» **Assignment**
Please return every line in the entries below with the word "reflection" in it.

#### Supplied material ####

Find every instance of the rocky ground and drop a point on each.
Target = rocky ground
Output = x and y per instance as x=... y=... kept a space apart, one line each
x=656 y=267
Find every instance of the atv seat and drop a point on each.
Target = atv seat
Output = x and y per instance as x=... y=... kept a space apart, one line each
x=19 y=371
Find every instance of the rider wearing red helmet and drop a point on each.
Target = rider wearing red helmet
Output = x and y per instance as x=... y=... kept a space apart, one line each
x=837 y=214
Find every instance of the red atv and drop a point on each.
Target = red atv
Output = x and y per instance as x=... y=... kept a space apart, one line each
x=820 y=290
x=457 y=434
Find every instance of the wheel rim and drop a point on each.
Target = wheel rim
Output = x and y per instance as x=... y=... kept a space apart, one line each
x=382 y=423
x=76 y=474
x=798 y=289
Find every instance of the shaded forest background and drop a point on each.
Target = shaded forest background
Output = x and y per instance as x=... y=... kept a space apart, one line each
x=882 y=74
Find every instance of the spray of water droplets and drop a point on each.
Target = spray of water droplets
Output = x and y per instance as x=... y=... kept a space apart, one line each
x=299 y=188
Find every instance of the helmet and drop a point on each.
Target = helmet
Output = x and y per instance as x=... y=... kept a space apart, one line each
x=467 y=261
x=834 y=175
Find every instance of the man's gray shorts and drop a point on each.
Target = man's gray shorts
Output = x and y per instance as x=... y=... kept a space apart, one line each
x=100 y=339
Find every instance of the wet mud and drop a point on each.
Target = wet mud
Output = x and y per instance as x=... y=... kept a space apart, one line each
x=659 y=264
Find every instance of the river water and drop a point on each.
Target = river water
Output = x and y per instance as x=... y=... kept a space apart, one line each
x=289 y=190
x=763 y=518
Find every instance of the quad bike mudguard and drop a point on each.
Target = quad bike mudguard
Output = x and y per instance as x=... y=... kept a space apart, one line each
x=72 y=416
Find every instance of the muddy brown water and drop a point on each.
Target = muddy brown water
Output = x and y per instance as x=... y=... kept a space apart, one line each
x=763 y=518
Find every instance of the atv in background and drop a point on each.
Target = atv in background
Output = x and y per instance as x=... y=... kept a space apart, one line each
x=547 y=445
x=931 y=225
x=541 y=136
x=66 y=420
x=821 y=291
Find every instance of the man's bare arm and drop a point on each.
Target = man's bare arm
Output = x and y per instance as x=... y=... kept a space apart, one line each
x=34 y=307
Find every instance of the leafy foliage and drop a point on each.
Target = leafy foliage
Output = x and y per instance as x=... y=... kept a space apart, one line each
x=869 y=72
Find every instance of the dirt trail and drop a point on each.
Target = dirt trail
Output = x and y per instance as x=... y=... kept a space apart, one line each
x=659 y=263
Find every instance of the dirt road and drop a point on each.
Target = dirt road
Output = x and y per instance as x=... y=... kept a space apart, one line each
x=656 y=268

####
#### Supplied material ####

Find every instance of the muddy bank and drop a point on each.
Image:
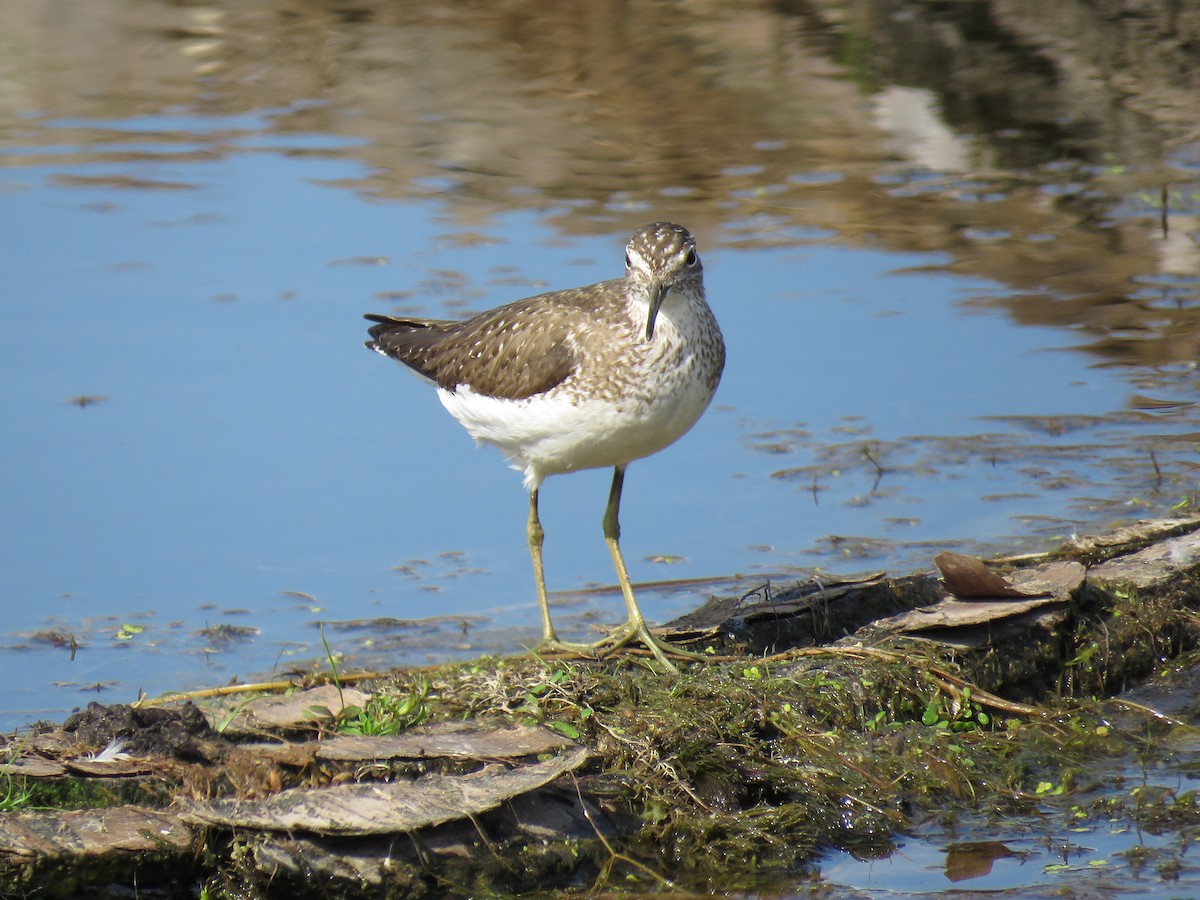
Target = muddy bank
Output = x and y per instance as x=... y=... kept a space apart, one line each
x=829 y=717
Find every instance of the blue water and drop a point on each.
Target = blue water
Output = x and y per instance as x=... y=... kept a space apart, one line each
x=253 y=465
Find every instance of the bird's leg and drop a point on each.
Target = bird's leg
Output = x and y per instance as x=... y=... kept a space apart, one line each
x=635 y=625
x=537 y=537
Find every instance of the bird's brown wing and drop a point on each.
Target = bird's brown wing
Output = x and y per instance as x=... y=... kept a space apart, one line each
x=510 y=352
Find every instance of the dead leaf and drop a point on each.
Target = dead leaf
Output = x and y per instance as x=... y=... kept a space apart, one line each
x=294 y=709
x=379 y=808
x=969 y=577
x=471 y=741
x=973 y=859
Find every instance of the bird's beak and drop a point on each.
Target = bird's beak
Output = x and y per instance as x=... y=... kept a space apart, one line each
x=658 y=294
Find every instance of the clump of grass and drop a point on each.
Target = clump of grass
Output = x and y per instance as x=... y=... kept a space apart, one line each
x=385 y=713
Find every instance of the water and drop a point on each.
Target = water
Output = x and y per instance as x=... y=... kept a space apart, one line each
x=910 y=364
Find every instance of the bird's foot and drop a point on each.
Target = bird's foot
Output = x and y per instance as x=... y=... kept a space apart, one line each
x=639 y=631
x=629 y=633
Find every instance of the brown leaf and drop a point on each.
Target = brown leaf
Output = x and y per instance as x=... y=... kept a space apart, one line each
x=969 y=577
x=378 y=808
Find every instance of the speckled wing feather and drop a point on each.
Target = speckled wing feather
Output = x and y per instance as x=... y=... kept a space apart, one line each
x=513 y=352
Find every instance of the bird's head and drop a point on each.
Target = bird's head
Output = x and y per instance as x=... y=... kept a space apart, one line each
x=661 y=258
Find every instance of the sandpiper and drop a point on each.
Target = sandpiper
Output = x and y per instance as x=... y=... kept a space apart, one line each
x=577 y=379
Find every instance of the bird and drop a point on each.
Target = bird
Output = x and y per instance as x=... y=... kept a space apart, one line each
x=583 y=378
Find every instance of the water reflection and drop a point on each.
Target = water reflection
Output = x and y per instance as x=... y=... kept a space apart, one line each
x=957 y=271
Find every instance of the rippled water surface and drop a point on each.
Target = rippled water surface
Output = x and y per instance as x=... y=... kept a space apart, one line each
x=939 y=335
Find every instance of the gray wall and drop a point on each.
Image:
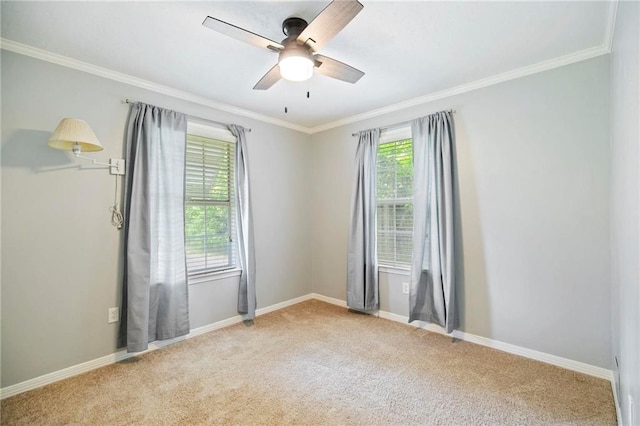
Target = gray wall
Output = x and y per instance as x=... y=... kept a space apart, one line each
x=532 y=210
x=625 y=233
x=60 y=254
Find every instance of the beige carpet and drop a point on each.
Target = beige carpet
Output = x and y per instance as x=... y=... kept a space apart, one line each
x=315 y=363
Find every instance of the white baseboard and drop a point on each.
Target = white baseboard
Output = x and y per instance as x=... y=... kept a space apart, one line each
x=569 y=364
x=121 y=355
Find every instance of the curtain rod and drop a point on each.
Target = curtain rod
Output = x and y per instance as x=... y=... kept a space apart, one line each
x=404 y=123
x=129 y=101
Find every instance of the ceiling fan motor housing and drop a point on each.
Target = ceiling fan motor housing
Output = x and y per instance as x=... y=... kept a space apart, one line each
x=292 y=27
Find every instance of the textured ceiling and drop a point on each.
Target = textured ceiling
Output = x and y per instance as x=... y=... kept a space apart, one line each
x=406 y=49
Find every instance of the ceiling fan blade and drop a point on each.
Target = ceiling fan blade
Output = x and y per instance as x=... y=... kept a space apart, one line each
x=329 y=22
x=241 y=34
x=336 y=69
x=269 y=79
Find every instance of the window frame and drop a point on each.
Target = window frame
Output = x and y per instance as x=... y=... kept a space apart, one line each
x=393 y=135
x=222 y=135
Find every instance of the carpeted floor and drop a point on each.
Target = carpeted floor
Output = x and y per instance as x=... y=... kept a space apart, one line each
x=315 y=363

####

» **Response**
Find every instance of the water reflection and drop a point on each.
Target = water reflection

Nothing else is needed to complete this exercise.